# Short exercise:
Please change "sand" to "gravel" in the lines starting at the one with "Target: sand" and ending at the one with "M109 148L38 130L1" in the records below, leaving everything else unchanged. Give only those lines.

# Raw records:

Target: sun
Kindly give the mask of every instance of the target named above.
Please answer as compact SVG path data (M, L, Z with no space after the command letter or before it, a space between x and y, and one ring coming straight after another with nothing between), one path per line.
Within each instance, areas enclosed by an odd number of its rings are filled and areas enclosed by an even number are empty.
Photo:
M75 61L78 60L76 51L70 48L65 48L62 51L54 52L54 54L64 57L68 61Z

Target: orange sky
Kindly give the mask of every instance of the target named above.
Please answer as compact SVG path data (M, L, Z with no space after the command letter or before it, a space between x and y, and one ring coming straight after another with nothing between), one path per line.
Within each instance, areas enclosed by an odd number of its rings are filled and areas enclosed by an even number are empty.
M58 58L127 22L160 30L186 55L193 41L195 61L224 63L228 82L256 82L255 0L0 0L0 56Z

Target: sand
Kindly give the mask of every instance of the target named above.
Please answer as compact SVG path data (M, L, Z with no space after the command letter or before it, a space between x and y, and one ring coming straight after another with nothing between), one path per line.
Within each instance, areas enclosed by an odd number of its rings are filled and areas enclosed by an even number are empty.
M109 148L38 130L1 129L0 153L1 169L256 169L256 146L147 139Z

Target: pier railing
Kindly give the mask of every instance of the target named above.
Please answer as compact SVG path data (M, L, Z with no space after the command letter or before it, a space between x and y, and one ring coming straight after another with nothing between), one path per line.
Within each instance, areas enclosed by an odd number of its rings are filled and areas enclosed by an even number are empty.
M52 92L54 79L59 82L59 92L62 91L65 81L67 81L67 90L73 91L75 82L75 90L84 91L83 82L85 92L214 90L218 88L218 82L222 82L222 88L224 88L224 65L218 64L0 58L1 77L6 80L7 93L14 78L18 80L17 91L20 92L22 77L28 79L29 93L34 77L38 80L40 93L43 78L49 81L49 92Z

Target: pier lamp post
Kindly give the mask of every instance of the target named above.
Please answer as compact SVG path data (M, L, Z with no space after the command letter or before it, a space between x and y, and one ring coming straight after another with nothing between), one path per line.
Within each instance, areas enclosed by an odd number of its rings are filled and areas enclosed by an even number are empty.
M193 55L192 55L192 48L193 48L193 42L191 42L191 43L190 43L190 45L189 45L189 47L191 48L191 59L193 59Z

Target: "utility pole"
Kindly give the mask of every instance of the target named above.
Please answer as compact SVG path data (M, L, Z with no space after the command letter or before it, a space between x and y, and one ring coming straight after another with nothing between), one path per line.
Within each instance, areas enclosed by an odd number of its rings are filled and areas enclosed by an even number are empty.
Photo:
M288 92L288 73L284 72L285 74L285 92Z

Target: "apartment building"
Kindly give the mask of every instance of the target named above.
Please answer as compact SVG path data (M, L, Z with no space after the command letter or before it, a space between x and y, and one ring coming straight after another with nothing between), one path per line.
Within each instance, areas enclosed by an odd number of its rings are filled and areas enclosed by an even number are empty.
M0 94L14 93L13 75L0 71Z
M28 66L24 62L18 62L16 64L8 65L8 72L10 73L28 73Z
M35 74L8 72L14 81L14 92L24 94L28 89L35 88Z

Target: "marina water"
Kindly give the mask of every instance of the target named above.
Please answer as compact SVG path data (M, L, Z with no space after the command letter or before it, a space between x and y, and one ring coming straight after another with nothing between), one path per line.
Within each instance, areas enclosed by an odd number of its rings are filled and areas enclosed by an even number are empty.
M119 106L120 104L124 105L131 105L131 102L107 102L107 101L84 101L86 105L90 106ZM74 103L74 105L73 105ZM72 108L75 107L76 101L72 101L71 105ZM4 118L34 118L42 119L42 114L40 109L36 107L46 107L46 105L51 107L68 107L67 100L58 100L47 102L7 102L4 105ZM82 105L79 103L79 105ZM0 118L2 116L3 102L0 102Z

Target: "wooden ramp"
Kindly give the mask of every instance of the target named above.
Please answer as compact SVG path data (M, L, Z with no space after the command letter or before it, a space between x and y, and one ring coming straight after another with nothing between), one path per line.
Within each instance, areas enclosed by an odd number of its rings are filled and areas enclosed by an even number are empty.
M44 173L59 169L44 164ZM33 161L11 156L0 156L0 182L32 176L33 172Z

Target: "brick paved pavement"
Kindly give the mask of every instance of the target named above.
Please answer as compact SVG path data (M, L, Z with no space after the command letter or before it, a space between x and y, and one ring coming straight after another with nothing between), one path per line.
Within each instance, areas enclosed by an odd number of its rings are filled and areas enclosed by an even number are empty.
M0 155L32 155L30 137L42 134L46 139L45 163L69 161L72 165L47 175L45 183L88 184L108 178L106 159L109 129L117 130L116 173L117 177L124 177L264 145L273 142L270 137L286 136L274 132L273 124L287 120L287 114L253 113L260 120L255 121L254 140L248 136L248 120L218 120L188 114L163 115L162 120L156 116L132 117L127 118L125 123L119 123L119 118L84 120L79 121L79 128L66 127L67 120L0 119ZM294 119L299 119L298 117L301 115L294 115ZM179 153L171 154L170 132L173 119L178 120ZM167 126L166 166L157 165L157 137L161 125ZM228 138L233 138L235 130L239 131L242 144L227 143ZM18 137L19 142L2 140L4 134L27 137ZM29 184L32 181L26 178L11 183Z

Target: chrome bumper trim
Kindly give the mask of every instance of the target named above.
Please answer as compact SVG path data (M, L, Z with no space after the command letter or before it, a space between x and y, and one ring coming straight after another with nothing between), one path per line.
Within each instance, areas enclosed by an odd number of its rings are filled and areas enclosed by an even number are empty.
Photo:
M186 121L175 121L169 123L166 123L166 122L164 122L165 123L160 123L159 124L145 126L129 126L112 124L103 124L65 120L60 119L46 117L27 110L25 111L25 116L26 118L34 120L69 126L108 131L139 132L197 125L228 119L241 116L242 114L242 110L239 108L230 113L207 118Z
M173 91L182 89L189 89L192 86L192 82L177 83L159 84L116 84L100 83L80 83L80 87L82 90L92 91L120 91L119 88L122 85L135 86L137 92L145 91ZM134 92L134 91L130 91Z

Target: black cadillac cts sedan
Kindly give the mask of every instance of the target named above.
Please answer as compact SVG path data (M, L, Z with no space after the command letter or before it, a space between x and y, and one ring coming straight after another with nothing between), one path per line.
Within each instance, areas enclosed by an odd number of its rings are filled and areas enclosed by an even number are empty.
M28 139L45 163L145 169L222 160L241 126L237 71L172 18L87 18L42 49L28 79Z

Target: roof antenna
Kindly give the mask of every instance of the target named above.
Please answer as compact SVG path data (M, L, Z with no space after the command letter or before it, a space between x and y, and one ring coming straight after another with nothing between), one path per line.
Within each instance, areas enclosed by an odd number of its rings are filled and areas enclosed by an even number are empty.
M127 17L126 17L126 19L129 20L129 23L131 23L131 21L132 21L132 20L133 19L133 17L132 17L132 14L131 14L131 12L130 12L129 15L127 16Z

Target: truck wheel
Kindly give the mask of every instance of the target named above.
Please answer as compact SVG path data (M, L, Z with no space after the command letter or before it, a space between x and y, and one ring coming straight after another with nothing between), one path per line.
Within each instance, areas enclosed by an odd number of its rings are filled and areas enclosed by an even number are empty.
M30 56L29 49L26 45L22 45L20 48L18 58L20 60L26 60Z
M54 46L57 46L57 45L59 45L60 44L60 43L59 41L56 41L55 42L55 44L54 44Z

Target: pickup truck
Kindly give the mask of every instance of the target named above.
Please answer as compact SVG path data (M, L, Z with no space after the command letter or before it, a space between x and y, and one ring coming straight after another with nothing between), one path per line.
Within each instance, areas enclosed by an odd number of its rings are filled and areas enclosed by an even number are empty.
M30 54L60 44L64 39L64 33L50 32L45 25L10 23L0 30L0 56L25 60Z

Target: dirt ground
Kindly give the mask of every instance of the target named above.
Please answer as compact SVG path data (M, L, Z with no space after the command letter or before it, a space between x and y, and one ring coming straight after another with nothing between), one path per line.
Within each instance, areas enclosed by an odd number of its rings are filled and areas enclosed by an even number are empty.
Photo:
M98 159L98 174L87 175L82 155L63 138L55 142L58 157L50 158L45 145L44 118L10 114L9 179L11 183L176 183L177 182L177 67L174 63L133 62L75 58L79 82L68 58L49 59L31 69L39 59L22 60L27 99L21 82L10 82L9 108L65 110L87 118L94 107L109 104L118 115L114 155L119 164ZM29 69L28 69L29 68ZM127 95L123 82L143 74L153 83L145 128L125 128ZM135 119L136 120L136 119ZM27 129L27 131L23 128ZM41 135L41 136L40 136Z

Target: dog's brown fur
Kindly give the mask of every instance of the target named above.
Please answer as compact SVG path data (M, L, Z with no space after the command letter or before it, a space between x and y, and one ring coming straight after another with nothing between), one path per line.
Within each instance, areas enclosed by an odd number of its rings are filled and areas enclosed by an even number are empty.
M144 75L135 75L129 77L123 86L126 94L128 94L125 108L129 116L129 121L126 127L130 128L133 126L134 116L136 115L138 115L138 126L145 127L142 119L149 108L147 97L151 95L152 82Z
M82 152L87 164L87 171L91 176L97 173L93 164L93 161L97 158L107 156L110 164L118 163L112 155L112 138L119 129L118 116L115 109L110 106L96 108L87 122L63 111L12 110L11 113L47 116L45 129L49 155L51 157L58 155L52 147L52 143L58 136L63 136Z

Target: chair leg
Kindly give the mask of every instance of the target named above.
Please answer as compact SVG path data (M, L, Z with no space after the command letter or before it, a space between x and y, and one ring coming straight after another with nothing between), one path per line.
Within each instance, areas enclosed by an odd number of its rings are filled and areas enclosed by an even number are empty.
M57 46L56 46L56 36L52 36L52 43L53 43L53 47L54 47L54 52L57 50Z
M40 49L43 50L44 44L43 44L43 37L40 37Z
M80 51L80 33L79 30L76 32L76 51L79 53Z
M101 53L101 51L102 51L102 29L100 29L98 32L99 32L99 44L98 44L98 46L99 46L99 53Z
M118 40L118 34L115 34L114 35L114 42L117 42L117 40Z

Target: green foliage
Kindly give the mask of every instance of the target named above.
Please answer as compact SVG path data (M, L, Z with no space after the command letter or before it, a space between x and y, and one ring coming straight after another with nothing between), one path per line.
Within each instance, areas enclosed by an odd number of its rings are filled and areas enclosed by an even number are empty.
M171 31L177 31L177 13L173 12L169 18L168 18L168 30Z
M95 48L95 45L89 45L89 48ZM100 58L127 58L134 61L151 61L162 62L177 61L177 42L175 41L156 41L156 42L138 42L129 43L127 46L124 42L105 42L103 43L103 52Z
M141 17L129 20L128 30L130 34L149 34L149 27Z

# Response to the task:
Target: gravel
Kindly give the mask of every instance of the target named above.
Please answer as compact SVG path data (M, L, Z with no space after the command letter or before it, a space between x and y, and one ring coming straight after another with nothing between), one path per line.
Within each instance, areas enclosed by an odd number of its rings are filled and areas enclosed by an even number are empty.
M109 148L38 130L1 129L0 153L1 169L256 169L256 146L147 139Z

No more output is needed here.